■ Source excerpt

☆ ☆ ☆ ☆

You remember what James Carville said about Pennsylvania? It has Philadelphia in the east, Pittsburgh in the west, and Alabama in the middle. When I heard that remark, I was living in State College, PA. At first I chuckled, and then I stopped. I began to wonder, if he's saying this about State College, PA, what would he say about Patna.
They say that rats desert a sinking ship, but in A Matter of Rats, the actual rodents are happy to remain in Patna. In the book, you wonder if it's people like you that are the real rats, the people who have left and not stuck around to "make a difference"? If Patna is the central Pennsylvania-Alabama (but worse!) of India, it's easy to understand why people leave, but what makes them stay, or even return?
It is home. I think that is what it is. My parents would have felt out of place anywhere else. I had doubts about those of my friends who never left Patna, but I have seen what some of them have accomplished over these years. In limited circumstances, they have built something special. What they have made appears especially startling because it is rooted. I sometimes envy their sense of belonging.

☆ ☆ ☆ ☆

■ Short problem A
In the excerpt about Patna, which three places does James Carville say Pennsylvania has?
■ Short problem B
Reproduce the excerpt about Patna word for word, from "They say that" to "or even return?".

■ Excerpted records

☆ ☆ ☆ ☆

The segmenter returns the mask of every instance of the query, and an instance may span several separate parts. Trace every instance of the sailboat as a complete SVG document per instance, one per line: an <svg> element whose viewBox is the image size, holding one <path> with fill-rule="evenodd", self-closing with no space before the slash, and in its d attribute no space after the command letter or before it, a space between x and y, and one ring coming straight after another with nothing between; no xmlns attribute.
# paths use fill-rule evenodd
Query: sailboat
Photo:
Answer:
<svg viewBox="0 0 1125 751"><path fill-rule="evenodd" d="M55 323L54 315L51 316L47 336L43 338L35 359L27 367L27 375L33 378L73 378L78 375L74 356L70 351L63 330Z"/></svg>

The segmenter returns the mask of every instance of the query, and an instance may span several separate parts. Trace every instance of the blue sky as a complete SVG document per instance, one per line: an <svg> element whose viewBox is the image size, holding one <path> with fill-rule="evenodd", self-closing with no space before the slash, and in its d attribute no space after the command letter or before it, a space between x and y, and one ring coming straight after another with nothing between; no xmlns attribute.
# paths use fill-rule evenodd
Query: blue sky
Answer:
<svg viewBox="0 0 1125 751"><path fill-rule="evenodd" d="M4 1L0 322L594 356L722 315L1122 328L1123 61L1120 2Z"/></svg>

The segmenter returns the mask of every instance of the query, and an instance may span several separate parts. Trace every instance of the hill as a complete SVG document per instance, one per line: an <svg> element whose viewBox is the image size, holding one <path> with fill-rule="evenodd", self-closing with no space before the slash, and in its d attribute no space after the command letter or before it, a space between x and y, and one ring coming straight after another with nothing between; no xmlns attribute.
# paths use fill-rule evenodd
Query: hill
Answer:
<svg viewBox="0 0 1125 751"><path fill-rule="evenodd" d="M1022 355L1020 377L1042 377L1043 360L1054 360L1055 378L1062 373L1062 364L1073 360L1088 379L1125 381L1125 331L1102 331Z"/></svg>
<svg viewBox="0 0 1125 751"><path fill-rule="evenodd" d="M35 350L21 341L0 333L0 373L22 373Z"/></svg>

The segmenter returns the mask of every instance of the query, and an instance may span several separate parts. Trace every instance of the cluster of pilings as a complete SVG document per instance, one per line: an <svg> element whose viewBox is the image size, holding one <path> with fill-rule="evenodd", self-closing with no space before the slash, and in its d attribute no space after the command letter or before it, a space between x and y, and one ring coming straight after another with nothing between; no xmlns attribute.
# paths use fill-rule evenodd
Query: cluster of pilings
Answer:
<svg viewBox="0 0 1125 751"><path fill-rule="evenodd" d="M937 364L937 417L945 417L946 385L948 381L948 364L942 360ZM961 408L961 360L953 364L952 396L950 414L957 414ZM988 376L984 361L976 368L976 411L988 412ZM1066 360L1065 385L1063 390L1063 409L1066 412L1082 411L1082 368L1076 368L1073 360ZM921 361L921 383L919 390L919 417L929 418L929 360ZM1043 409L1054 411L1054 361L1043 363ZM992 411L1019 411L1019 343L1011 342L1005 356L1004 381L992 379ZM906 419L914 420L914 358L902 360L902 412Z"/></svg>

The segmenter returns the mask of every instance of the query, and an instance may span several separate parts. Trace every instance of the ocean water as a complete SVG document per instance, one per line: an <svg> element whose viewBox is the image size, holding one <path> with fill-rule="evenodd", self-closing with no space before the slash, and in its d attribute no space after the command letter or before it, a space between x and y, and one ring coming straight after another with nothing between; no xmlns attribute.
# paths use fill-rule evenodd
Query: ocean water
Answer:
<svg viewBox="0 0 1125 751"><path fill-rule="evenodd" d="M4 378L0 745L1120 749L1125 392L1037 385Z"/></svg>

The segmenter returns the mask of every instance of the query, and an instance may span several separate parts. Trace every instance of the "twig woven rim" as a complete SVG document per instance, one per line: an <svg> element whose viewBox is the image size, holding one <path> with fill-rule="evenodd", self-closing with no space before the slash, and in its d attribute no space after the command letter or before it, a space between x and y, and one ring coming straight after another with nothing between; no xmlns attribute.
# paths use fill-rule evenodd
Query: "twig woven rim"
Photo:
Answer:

☆ ☆ ☆ ☆

■ Problem solution A
Philadelphia in the east, Pittsburgh in the west, and Alabama in the middle.

■ Problem solution B
They say that rats desert a sinking ship, but in A Matter of Rats, the actual rodents are happy to remain in Patna. In the book, you wonder if it's people like you that are the real rats, the people who have left and not stuck around to "make a difference"? If Patna is the central Pennsylvania-Alabama (but worse!) of India, it's easy to understand why people leave, but what makes them stay, or even return?